*Given task*. Arrange the rows below, from the line holding "Mark the snow bank." through the line holding "left=313, top=415, right=378, bottom=489", inclusive, as a two-column CSV with the columns "prompt" and "box". Each row becomes one CSV line, with its text and its answer each in one quoted field, line breaks replaced by spaces, and the pictures left out.

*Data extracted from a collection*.
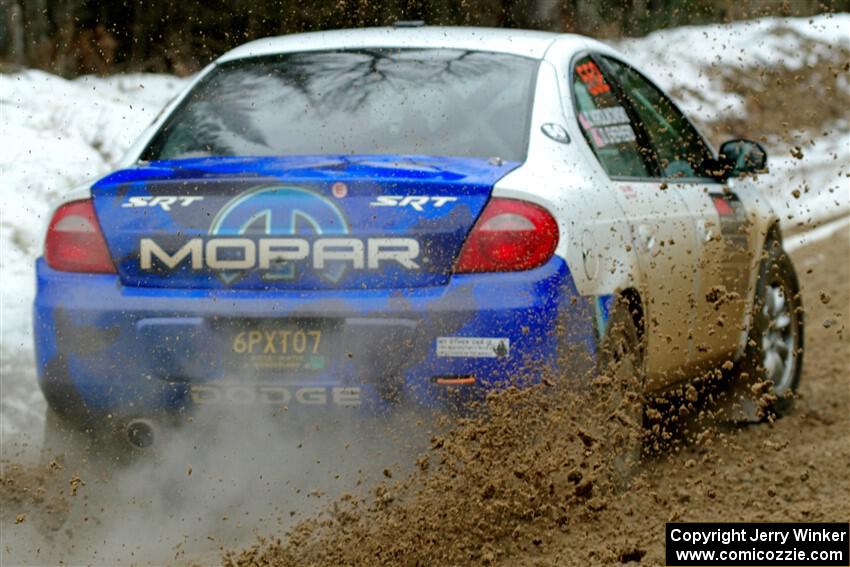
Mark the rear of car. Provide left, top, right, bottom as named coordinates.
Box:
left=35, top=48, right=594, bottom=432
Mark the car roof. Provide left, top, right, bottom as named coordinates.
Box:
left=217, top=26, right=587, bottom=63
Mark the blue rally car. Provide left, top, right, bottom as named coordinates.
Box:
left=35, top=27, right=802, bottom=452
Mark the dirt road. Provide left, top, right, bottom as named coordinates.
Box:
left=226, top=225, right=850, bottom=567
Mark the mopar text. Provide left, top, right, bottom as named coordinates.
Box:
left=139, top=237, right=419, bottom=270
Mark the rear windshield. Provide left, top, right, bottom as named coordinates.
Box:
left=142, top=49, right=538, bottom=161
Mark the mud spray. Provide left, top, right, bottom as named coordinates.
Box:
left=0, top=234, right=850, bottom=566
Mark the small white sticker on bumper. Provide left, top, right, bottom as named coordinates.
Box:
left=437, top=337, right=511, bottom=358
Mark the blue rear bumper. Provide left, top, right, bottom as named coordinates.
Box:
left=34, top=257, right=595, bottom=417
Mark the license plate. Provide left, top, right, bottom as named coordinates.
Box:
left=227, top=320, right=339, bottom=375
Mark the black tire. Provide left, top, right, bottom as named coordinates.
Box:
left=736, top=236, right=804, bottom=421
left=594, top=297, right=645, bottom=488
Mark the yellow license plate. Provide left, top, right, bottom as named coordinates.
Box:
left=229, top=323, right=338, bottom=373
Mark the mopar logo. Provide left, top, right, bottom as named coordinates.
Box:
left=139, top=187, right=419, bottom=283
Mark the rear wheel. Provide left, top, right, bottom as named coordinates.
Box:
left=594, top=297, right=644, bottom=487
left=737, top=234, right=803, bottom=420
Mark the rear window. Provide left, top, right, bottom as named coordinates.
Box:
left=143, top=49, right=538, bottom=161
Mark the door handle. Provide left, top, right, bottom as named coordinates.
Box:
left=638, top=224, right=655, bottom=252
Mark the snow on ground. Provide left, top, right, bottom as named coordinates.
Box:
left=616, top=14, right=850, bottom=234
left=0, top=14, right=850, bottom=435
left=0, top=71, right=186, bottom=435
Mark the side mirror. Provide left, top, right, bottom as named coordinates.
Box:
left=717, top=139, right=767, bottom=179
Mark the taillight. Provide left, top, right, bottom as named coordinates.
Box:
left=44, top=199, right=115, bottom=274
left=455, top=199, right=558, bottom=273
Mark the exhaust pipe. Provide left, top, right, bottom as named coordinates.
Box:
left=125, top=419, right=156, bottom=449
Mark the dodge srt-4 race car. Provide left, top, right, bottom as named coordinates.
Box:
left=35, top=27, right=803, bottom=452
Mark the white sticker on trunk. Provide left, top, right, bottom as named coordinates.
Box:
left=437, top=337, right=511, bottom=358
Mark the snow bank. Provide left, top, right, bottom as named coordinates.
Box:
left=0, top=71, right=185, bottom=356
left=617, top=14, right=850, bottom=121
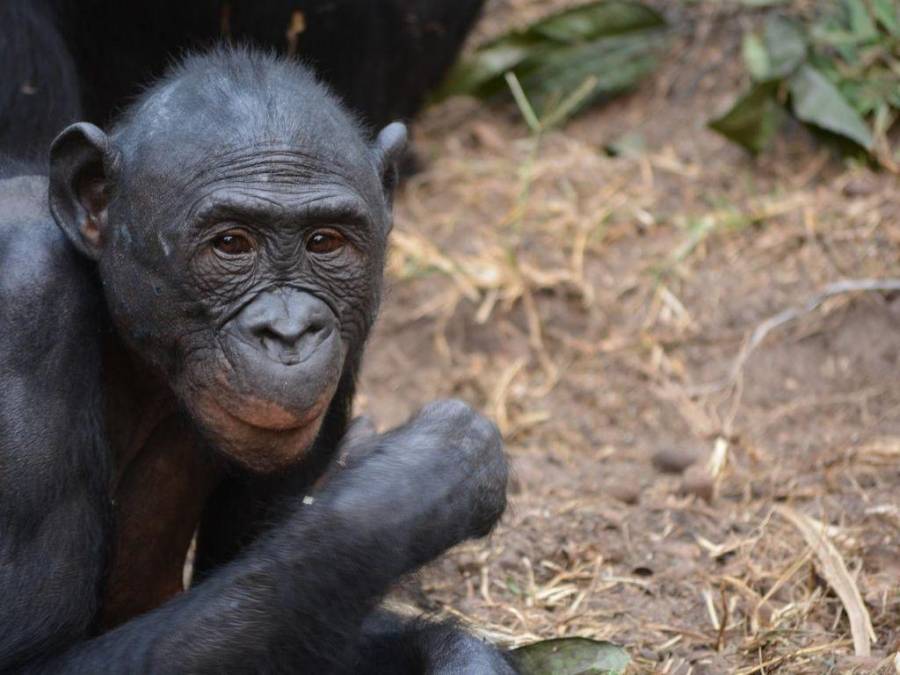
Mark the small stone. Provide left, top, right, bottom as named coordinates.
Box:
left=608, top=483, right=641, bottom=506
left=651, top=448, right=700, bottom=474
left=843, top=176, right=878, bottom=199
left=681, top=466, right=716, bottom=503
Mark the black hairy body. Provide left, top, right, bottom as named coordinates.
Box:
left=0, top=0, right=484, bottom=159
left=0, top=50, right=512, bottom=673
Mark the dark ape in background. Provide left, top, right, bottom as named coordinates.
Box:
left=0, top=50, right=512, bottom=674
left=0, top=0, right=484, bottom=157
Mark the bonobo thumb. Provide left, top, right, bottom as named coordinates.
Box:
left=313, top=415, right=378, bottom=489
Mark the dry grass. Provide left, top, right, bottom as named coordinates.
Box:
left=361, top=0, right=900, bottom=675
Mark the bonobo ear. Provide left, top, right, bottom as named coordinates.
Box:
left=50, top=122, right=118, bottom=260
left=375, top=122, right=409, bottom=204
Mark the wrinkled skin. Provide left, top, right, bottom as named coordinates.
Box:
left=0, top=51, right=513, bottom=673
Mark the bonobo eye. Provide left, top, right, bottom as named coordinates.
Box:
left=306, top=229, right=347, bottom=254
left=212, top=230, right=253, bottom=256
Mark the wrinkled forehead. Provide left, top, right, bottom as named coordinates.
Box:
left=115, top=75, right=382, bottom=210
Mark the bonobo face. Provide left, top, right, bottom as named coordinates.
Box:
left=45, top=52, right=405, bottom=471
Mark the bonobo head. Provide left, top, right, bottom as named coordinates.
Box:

*Full solution*.
prompt,box
"Mark the snow bank. Provide left, top, right, bottom as named coordinates. Box:","left=0, top=71, right=185, bottom=356 left=617, top=14, right=850, bottom=121"
"Mark the small stone. Provide left, top, right, bottom as named coordinates. Box:","left=608, top=483, right=641, bottom=506 left=651, top=448, right=700, bottom=474 left=843, top=176, right=878, bottom=199 left=681, top=466, right=716, bottom=503"
"Mark the black hairy body. Provide left, top, right, bottom as named coordinates. Box:","left=0, top=0, right=484, bottom=159 left=0, top=50, right=512, bottom=673"
"Mark the dark ape in background. Provide left, top, right, bottom as named coordinates. Box:","left=0, top=50, right=512, bottom=674 left=0, top=0, right=484, bottom=157"
"Mark the bonobo thumb. Provide left, top, right, bottom as named coordinates. Box:","left=313, top=415, right=378, bottom=489"